(Data excerpts)
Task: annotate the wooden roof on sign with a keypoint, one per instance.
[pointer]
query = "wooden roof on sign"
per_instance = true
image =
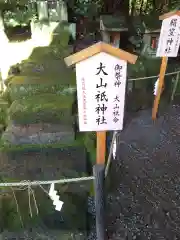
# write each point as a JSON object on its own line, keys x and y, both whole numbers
{"x": 97, "y": 48}
{"x": 169, "y": 14}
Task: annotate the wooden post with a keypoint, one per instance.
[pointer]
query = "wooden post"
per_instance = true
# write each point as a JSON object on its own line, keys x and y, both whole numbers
{"x": 86, "y": 71}
{"x": 160, "y": 86}
{"x": 168, "y": 46}
{"x": 175, "y": 86}
{"x": 101, "y": 147}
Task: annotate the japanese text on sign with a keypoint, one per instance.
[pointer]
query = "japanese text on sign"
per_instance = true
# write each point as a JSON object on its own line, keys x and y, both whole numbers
{"x": 169, "y": 40}
{"x": 104, "y": 81}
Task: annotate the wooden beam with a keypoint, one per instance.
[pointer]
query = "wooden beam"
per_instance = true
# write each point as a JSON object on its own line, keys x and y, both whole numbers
{"x": 97, "y": 48}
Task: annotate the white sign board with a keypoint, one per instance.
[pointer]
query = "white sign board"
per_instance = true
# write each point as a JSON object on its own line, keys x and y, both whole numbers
{"x": 101, "y": 85}
{"x": 169, "y": 39}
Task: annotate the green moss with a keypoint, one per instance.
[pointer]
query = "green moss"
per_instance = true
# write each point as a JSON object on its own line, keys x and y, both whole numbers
{"x": 48, "y": 108}
{"x": 89, "y": 141}
{"x": 9, "y": 147}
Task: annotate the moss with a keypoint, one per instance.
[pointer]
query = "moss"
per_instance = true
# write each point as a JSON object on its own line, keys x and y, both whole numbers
{"x": 48, "y": 108}
{"x": 9, "y": 147}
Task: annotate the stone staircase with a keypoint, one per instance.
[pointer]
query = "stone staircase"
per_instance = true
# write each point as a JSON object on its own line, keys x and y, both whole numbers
{"x": 41, "y": 142}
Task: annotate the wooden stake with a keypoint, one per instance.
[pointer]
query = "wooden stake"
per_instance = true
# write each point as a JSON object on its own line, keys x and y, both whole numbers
{"x": 101, "y": 147}
{"x": 160, "y": 86}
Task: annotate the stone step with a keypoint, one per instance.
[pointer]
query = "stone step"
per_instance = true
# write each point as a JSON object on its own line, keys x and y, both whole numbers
{"x": 44, "y": 163}
{"x": 38, "y": 134}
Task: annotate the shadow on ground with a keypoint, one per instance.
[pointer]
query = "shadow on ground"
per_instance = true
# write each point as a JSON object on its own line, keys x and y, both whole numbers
{"x": 144, "y": 201}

## [WHAT NEEDS TO BE DONE]
In the data above, each line holding "ground" is to be found and copied.

## [WRITTEN REPLY]
Task: annotate the shadow on ground with a keypoint, one per instance.
query = "shadow on ground"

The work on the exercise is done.